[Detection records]
· · · ·
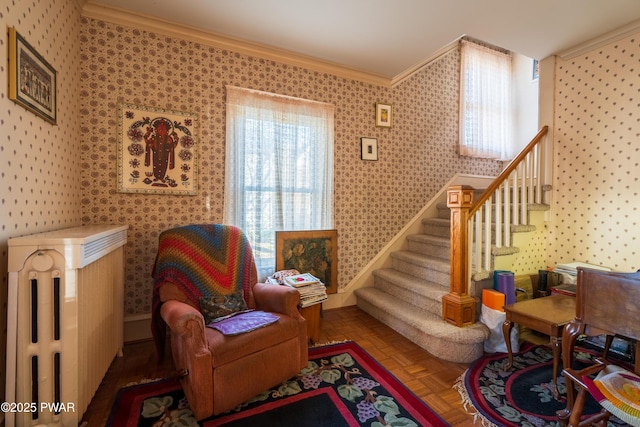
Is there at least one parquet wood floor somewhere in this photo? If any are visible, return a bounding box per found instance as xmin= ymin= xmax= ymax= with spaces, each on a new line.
xmin=83 ymin=307 xmax=474 ymax=427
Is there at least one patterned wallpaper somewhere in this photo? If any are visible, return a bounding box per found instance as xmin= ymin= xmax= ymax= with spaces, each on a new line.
xmin=546 ymin=34 xmax=640 ymax=271
xmin=0 ymin=0 xmax=640 ymax=317
xmin=0 ymin=0 xmax=85 ymax=394
xmin=79 ymin=19 xmax=497 ymax=314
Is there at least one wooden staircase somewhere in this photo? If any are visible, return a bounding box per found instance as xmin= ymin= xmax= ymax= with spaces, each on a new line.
xmin=355 ymin=203 xmax=489 ymax=363
xmin=354 ymin=128 xmax=548 ymax=363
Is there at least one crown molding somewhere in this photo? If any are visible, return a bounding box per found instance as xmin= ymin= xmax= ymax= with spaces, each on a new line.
xmin=391 ymin=36 xmax=464 ymax=86
xmin=77 ymin=0 xmax=391 ymax=87
xmin=558 ymin=19 xmax=640 ymax=60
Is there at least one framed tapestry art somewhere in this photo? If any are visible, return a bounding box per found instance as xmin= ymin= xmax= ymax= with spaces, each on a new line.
xmin=118 ymin=104 xmax=198 ymax=195
xmin=9 ymin=27 xmax=57 ymax=125
xmin=276 ymin=230 xmax=338 ymax=294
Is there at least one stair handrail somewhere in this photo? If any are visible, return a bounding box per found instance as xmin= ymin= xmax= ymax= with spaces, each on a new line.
xmin=469 ymin=125 xmax=549 ymax=216
xmin=442 ymin=125 xmax=549 ymax=326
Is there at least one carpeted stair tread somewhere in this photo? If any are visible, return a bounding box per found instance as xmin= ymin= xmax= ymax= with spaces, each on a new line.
xmin=407 ymin=234 xmax=451 ymax=248
xmin=373 ymin=268 xmax=449 ymax=297
xmin=391 ymin=251 xmax=451 ymax=274
xmin=373 ymin=268 xmax=449 ymax=317
xmin=406 ymin=234 xmax=451 ymax=261
xmin=356 ymin=287 xmax=489 ymax=363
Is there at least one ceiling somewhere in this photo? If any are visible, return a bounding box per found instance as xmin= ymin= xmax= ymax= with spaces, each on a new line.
xmin=85 ymin=0 xmax=640 ymax=79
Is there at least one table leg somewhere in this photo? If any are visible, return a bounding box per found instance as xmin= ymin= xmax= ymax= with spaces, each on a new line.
xmin=502 ymin=320 xmax=513 ymax=371
xmin=551 ymin=337 xmax=562 ymax=399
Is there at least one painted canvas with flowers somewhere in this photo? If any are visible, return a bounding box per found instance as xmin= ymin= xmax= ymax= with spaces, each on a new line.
xmin=276 ymin=230 xmax=338 ymax=294
xmin=118 ymin=103 xmax=198 ymax=195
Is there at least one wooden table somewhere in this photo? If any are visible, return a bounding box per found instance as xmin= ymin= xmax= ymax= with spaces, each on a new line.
xmin=502 ymin=295 xmax=576 ymax=398
xmin=299 ymin=303 xmax=322 ymax=344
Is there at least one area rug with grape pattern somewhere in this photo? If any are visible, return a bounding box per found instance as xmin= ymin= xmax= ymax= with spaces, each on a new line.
xmin=107 ymin=341 xmax=449 ymax=427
· · · ·
• **What you are asked to do**
Rewrite all the records, substituting "image" for every "photo" and leaving everything else unchanged. Omit the pictures from your output.

• **Completed task**
Is there at least one parquet wood floor somewhere in this image? If any are visible, return a bounding box per found instance as xmin= ymin= xmax= ymax= with spaces, each on a new line.
xmin=83 ymin=307 xmax=474 ymax=427
Is there at least one patterned wallpaper somewhere in this image? If any are visible, return a bounding box per found instance as xmin= ymin= xmax= ymax= with spaces, each on a new line.
xmin=546 ymin=34 xmax=640 ymax=271
xmin=0 ymin=0 xmax=640 ymax=317
xmin=0 ymin=0 xmax=85 ymax=394
xmin=79 ymin=19 xmax=497 ymax=314
Is there at least one wooden staircase somewhere in this image? If any are visible, return a bounding box per found instance as xmin= ymin= xmax= ymax= with spaces, each on a new line.
xmin=355 ymin=203 xmax=489 ymax=363
xmin=354 ymin=128 xmax=548 ymax=363
Is there at least one crown molding somewhere in this image? If any are visible, return a bounding box per found instance as xmin= ymin= xmax= ymax= with spaces, each on a new line.
xmin=391 ymin=36 xmax=464 ymax=86
xmin=77 ymin=0 xmax=391 ymax=87
xmin=558 ymin=19 xmax=640 ymax=60
Is there at least one framed tapestry art somewhere in this image? If any are visible, return a bounding box per found instance as xmin= ymin= xmax= ymax= with spaces, each on a new line.
xmin=118 ymin=104 xmax=198 ymax=195
xmin=9 ymin=27 xmax=57 ymax=125
xmin=276 ymin=230 xmax=338 ymax=294
Is there at least one stair handrail somewhere in this image? If any are visible, return a bounding box per found instance as xmin= ymin= xmax= ymax= with spaces, each on a new line.
xmin=469 ymin=125 xmax=549 ymax=216
xmin=442 ymin=125 xmax=549 ymax=326
Is there at least one carpeted stair tread somewhere in this image? If any are visible, return a bounding box per found instance as xmin= ymin= xmax= ymax= with spaces, each on a new line.
xmin=407 ymin=234 xmax=451 ymax=248
xmin=373 ymin=268 xmax=449 ymax=297
xmin=391 ymin=251 xmax=451 ymax=274
xmin=373 ymin=268 xmax=449 ymax=317
xmin=406 ymin=234 xmax=451 ymax=261
xmin=356 ymin=287 xmax=489 ymax=363
Is there at least one ceiling somewhere in this image? If any are visible, return a bounding box per found instance as xmin= ymin= xmax= ymax= with spaces, each on a new line.
xmin=85 ymin=0 xmax=640 ymax=79
Is there at least one table leg somewhere in this image? If any are visible, return a bounding box per found instance as xmin= ymin= xmax= ymax= with spaces, each on a new line.
xmin=502 ymin=320 xmax=513 ymax=371
xmin=551 ymin=337 xmax=562 ymax=399
Is there at least one painted canvas with flowers somewhere in this image? If any are visible, return a bounding box per found instance as xmin= ymin= xmax= ymax= with spaces, each on a new line.
xmin=276 ymin=230 xmax=338 ymax=294
xmin=118 ymin=103 xmax=198 ymax=195
Is there at least one wooden table somewhere in this image? If any are visible, return a bounding box per found instance as xmin= ymin= xmax= ymax= with spaces, each on a new line.
xmin=502 ymin=295 xmax=576 ymax=398
xmin=299 ymin=303 xmax=322 ymax=344
Is there at least one area rug with grape pattern somewhere in this image? If any are visible, return a bounding box per found instance as xmin= ymin= xmax= ymax= with spaces, each on a new line.
xmin=107 ymin=341 xmax=449 ymax=427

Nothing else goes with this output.